**Data shown**
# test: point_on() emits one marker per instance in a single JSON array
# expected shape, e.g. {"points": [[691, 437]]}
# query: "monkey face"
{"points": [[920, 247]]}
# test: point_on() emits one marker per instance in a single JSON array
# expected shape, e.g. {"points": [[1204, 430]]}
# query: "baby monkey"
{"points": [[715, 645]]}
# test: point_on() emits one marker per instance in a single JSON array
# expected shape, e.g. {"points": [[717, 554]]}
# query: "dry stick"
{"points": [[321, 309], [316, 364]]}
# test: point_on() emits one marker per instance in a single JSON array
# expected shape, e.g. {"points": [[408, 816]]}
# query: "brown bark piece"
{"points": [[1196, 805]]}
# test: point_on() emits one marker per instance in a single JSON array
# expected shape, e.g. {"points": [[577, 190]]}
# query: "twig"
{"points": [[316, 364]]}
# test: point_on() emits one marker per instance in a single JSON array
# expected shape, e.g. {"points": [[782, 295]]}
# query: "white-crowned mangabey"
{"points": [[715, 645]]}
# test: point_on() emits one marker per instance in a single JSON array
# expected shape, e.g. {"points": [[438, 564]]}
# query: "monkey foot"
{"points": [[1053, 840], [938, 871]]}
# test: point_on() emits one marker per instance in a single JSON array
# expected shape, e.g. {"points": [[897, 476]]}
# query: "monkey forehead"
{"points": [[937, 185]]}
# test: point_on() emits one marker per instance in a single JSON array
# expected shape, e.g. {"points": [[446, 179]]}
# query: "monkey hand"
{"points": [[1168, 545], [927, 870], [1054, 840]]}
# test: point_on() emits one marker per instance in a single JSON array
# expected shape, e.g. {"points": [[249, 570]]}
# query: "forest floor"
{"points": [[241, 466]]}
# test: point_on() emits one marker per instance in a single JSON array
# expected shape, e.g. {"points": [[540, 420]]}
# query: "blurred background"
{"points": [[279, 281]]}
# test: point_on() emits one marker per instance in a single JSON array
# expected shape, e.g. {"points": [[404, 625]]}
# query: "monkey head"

**Stated task**
Your task is to retype all the records above with nothing left out.

**Written solution**
# test: point_on() emits one marker per instance in a single JSON array
# expected shape, e.g. {"points": [[691, 437]]}
# query: "monkey face"
{"points": [[920, 247]]}
# test: point_on() emits one marker per instance in a single JSON array
# expected shape, e.g. {"points": [[1204, 430]]}
# query: "baby monkey"
{"points": [[715, 645]]}
# test: point_on() emits one marker per instance in a single JSON array
# expected shape, e.g. {"points": [[717, 554]]}
# query: "dry stick"
{"points": [[321, 309], [316, 364]]}
# test: point_on() emits one marker per instance in a single JSON array
# expected shape, e.g. {"points": [[408, 816]]}
# query: "brown bark piece"
{"points": [[1196, 805]]}
# test: point_on() emits one marker per instance in a single JSON array
# expected shape, e.g. {"points": [[577, 190]]}
# query: "twig"
{"points": [[316, 364]]}
# test: point_on() emits one marker per instance in a single JSON array
# expected shape, e.g. {"points": [[782, 295]]}
# query: "white-crowned mangabey"
{"points": [[715, 645]]}
# test: point_on() emits one marker per instance in a single JSON array
# expected shape, e.g. {"points": [[438, 564]]}
# query: "monkey foot"
{"points": [[1053, 840], [938, 871]]}
# test: point_on() emits one marker per instance in a single JSON array
# expected shape, e.g. {"points": [[897, 476]]}
# query: "monkey forehead"
{"points": [[937, 185]]}
# test: point_on() emits one marker per instance in a single JSON array
# expected shape, e.g. {"points": [[446, 179]]}
# query: "monkey hand"
{"points": [[1168, 545], [927, 870], [1054, 840]]}
# test: point_on() emits one marker per instance in a single JSON array
# expected shape, e.g. {"points": [[249, 570]]}
# query: "forest floor"
{"points": [[241, 466]]}
# test: point_on() emits one marker per instance in a single JSON array
# expected shape, e.g. {"points": [[540, 420]]}
# query: "blurred background"
{"points": [[279, 281]]}
# test: point_on() emits one marker per instance in a single JSON array
# expected shape, e.g. {"points": [[404, 625]]}
# query: "monkey head"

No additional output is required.